*** Input data Section Begins ***

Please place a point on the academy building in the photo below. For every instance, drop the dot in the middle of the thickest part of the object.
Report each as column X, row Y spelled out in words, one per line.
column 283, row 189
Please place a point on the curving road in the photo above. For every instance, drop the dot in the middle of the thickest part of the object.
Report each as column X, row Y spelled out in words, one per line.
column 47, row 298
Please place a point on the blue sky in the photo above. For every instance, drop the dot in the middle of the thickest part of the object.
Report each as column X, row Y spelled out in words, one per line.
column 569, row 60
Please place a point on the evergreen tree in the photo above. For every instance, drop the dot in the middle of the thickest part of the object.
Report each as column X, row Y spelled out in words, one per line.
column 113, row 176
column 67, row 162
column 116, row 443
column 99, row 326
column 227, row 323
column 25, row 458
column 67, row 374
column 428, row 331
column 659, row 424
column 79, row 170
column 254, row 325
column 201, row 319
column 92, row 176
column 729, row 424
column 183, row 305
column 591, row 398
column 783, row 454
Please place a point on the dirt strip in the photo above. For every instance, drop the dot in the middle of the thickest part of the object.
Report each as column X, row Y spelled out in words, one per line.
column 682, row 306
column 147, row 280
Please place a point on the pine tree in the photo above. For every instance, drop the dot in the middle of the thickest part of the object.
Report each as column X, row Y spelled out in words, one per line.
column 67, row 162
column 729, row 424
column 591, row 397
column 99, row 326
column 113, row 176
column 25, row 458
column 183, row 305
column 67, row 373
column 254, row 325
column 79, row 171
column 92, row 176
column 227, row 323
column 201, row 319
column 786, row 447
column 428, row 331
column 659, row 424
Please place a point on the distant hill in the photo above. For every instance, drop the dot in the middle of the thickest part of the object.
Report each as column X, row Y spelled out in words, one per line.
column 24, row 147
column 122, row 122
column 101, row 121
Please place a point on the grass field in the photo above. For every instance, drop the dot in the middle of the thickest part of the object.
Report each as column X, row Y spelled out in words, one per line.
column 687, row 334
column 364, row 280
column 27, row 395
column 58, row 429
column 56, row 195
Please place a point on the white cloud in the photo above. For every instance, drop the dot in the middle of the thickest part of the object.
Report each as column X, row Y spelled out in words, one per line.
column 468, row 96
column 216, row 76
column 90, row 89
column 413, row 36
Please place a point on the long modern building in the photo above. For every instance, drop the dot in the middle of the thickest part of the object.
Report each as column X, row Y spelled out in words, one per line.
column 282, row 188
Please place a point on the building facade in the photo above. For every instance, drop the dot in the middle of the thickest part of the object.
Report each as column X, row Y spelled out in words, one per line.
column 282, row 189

*** Input data Section Ends ***

Instructions for the task - Among the lines of the records, copy out each one that contains the word "tree".

Task output -
Please place a point on the evergreen tree in the photo above. For every instance, drop the dot in the middle of the thickest part of the object.
Please place a point on the pine tree in the photo above. For every instance, drop the dot in the middle of the thickest part of the object.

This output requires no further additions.